**What is expected:** Reproduce the listing below word for word, keeping every line and character unchanged.

**Data:**
|---|

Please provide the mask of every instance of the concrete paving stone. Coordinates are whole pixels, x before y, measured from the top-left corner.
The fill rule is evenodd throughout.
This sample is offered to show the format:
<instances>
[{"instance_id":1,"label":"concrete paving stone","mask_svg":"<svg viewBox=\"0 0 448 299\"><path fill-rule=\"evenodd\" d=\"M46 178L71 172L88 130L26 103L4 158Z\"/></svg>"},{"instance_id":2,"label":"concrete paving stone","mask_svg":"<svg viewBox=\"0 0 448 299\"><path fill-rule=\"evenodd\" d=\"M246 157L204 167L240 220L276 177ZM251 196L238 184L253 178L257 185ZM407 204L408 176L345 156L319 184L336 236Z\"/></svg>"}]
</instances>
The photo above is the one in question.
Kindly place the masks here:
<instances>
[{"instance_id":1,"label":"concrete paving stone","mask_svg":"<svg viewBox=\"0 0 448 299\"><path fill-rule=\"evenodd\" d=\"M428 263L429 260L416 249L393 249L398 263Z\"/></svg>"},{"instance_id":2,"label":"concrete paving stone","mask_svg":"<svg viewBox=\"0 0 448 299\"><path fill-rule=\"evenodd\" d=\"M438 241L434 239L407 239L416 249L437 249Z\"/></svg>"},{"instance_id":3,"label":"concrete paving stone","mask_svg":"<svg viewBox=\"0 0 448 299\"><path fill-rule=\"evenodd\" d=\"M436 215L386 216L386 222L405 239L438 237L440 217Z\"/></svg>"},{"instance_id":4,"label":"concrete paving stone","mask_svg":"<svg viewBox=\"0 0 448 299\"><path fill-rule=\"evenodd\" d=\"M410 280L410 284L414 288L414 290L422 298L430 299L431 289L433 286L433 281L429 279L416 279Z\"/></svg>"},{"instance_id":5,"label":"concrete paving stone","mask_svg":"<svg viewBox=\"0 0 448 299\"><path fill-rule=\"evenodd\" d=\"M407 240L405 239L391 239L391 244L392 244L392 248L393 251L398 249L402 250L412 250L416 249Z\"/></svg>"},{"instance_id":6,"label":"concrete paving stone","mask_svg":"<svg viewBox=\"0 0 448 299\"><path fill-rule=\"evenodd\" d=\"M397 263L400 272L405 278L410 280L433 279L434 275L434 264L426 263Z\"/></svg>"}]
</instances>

|---|

**Task output:**
Please provide the mask of every instance of the concrete paving stone. Coordinates are whole pixels, x before y, measured from the top-left corner.
The fill rule is evenodd throughout.
This sample is offered to show the format:
<instances>
[{"instance_id":1,"label":"concrete paving stone","mask_svg":"<svg viewBox=\"0 0 448 299\"><path fill-rule=\"evenodd\" d=\"M46 178L71 172L88 130L26 103L4 158Z\"/></svg>"},{"instance_id":2,"label":"concrete paving stone","mask_svg":"<svg viewBox=\"0 0 448 299\"><path fill-rule=\"evenodd\" d=\"M246 157L204 167L240 220L276 177ZM251 196L238 184L253 178L257 185ZM407 204L408 176L345 156L319 184L336 236Z\"/></svg>"}]
</instances>
The photo above is the one in question.
Kindly place the masks here:
<instances>
[{"instance_id":1,"label":"concrete paving stone","mask_svg":"<svg viewBox=\"0 0 448 299\"><path fill-rule=\"evenodd\" d=\"M428 263L429 260L416 249L393 249L398 263Z\"/></svg>"},{"instance_id":2,"label":"concrete paving stone","mask_svg":"<svg viewBox=\"0 0 448 299\"><path fill-rule=\"evenodd\" d=\"M438 241L434 239L407 239L416 249L437 249Z\"/></svg>"},{"instance_id":3,"label":"concrete paving stone","mask_svg":"<svg viewBox=\"0 0 448 299\"><path fill-rule=\"evenodd\" d=\"M436 215L386 216L386 222L405 239L438 237L440 217Z\"/></svg>"},{"instance_id":4,"label":"concrete paving stone","mask_svg":"<svg viewBox=\"0 0 448 299\"><path fill-rule=\"evenodd\" d=\"M410 280L410 284L414 288L414 290L422 298L430 299L431 289L433 286L433 281L429 279L416 279Z\"/></svg>"},{"instance_id":5,"label":"concrete paving stone","mask_svg":"<svg viewBox=\"0 0 448 299\"><path fill-rule=\"evenodd\" d=\"M407 240L405 239L391 239L391 244L392 244L392 248L393 251L398 249L402 250L412 250L416 249Z\"/></svg>"},{"instance_id":6,"label":"concrete paving stone","mask_svg":"<svg viewBox=\"0 0 448 299\"><path fill-rule=\"evenodd\" d=\"M397 263L400 272L405 278L410 280L433 279L434 275L434 264L426 263Z\"/></svg>"}]
</instances>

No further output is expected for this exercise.